> **TASK DETAILS**: Give each line of the material below as one string in a JSON list, and leave out blank lines.

> **DATA LISTING**:
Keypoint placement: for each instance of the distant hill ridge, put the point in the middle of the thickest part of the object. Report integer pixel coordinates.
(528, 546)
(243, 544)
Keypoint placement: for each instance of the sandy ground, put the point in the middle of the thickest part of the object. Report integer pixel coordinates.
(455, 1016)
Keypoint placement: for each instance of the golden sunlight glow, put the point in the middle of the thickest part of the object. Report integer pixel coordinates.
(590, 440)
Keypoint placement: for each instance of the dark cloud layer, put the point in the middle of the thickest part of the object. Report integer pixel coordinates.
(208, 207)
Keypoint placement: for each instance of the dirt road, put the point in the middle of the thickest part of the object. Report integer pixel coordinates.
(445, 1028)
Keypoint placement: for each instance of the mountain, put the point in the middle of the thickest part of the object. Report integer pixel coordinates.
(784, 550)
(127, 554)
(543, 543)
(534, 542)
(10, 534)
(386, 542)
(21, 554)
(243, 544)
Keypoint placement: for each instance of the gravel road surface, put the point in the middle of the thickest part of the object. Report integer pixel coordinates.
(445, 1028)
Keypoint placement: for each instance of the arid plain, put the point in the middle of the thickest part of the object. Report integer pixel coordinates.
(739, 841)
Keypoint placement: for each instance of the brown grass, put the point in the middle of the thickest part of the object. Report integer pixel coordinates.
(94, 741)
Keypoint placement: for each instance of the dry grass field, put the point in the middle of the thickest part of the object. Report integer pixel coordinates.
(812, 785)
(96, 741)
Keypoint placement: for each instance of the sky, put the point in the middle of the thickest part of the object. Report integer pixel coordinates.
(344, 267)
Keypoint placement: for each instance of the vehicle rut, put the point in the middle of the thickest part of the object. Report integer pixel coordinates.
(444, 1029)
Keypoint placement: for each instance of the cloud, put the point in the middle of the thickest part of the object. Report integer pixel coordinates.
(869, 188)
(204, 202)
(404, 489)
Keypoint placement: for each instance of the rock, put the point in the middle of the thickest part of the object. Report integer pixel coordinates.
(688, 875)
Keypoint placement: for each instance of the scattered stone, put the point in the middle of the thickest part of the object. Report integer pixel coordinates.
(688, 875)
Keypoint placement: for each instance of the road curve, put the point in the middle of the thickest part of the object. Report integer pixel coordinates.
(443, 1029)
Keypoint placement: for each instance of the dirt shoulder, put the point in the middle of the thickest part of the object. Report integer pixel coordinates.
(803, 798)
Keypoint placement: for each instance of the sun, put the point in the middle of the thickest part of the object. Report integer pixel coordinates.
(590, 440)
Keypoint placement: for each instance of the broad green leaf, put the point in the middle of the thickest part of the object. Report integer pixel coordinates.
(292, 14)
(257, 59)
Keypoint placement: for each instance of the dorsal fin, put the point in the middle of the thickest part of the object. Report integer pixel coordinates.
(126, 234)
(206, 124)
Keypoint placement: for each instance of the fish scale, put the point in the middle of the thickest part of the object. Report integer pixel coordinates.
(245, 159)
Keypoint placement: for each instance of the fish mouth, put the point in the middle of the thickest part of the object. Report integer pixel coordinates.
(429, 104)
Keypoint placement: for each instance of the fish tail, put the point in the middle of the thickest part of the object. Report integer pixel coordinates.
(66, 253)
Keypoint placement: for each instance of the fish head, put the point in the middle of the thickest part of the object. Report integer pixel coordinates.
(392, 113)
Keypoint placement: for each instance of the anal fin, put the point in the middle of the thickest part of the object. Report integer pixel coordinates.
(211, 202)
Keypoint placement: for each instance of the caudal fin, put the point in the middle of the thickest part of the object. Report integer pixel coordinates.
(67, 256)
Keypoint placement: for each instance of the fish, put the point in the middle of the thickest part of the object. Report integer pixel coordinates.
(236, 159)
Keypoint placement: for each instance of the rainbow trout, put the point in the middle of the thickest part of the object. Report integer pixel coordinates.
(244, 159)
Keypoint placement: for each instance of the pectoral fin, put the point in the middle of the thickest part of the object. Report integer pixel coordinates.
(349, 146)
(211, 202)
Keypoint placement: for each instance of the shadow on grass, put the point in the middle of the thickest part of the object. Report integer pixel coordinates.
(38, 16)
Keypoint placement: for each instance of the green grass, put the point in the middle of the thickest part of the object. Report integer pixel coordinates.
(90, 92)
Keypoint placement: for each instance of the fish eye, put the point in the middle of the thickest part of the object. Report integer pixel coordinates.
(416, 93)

> **EXERCISE ANSWER**:
[
  "Keypoint placement: for each instance of the distant hill ridge, put the point in the middle of the thickest part of the object. Report integer pixel coordinates.",
  "(528, 546)",
  "(243, 544)",
  "Keypoint placement: for each instance of the sandy ground, put the point in the middle of the thickest part of the object. Report integer pixel coordinates.",
  "(455, 1016)",
  "Keypoint placement: for each instance of the golden sunlight glow, put the point in the middle of the thickest part of the object. Report integer pixel coordinates.",
  "(590, 440)",
  "Keypoint placement: for each instance of the dark cloud layer, put the point in the middle of the thickest part of the object. Report integer pixel coordinates.",
  "(208, 207)",
  "Keypoint placement: for each instance of the dirt road, put the point in the middle of the thickest part of the object. Report integer pixel coordinates.",
  "(445, 1028)",
  "Keypoint placement: for each instance of the mountain, put the point in the middle of the thickest part of the object. Report integer pixel coordinates.",
  "(784, 550)",
  "(127, 554)",
  "(543, 543)",
  "(534, 542)",
  "(10, 534)",
  "(386, 542)",
  "(21, 554)",
  "(243, 544)",
  "Keypoint placement: for each instance of the gravel road surface, put the point in the middle of the thickest part of the object. Report integer pixel coordinates.",
  "(445, 1028)",
  "Keypoint placement: for each instance of the arid plain, put the point in the middle of the thickest part of the object. Report integer pixel coordinates.",
  "(739, 841)",
  "Keypoint placement: for each instance of the brown grass, put the point in the middle of the thickest part of the object. Report integer pixel coordinates.",
  "(94, 741)",
  "Keypoint placement: for each instance of the dry grass field, put the point in the middle of the thickest part of the object. Report integer pixel coordinates.",
  "(812, 785)",
  "(96, 741)",
  "Keypoint placement: for each instance of the sky, put the point in the middle of the thickest part of the object. Report integer pixel coordinates.",
  "(344, 267)",
  "Keypoint placement: for each instance of the vehicle rut, put the point in the middle of the thickest part of the object. Report integer pixel coordinates.",
  "(444, 1029)",
  "Keypoint placement: for each instance of the cloud, put the point in the middle of the thickest part of the object. Report integer pixel coordinates.",
  "(869, 188)",
  "(204, 202)",
  "(404, 489)",
  "Keypoint placement: for each instance of the rock, put the point in the middle of the thickest part of the object. Report integer pixel coordinates.",
  "(688, 875)",
  "Keypoint placement: for each instance of the scattered stone, put the point in the middle of the thickest part of the object. Report integer pixel coordinates.",
  "(688, 875)",
  "Keypoint placement: for each instance of the road curve, put the point in the middle of the thickest part of the object. Report integer pixel coordinates.",
  "(443, 1029)",
  "Keypoint placement: for each instance of the dirt shoulder, put the point in the middle of the thickest part of the object. Report integer pixel coordinates.",
  "(803, 798)",
  "Keypoint placement: for each instance of the sun, put the point in the middle of the thickest part of the object. Report integer pixel coordinates.",
  "(590, 440)",
  "Keypoint placement: for each instance of the broad green leaf, put the point in the middle of the thickest part of the object. Report integer pixel coordinates.",
  "(292, 14)",
  "(257, 59)",
  "Keypoint placement: for each instance of the dorsal fin, put the point in the middle of the thickest part of the object. Report integer pixel coordinates.",
  "(126, 234)",
  "(206, 124)",
  "Keypoint placement: for each instance of the fish scale, put the point in the middle of the thickest part of the object. Report integer pixel coordinates.",
  "(245, 159)",
  "Keypoint placement: for each instance of the fish mouth, put the point in the middle of the thickest part of the object. Report integer pixel coordinates.",
  "(429, 104)",
  "Keypoint placement: for each instance of the fish tail, put the point in the middle of the thickest part of the object. Report integer pixel coordinates.",
  "(66, 253)",
  "Keypoint placement: for each instance of the fish head, put the point in the middle of the thickest part of the object. Report integer pixel coordinates.",
  "(392, 113)",
  "Keypoint placement: for each instance of the anal fin, put the point in the middle of the thickest part of the object. Report integer pixel coordinates.",
  "(211, 202)",
  "Keypoint placement: for each instance of the caudal fin, put the point in the middle of the thickest part of the object. Report integer pixel coordinates.",
  "(67, 256)",
  "Keypoint placement: for each instance of the fish, put the point in the middle of the thickest part of the object. Report integer pixel coordinates.",
  "(236, 159)",
  "Keypoint placement: for each instance of the rainbow trout, put the point in the middle of the thickest part of the object. Report integer pixel coordinates.",
  "(244, 159)",
  "Keypoint placement: for each instance of the pectoral fin, put the point in the middle of the thickest part of the object. Report integer pixel coordinates.",
  "(349, 146)",
  "(211, 202)",
  "Keypoint placement: for each instance of the shadow on grass, put the point in the middle of the thickest part of the object. Report integer pixel coordinates.",
  "(38, 16)",
  "Keypoint placement: for each instance of the green grass, put the point in the middle of the thickest part of the object. Report integer pixel coordinates.",
  "(90, 92)",
  "Keypoint placement: for each instance of the fish eye, put the point in the middle of the thickest part of the object. Report integer pixel coordinates.",
  "(416, 93)"
]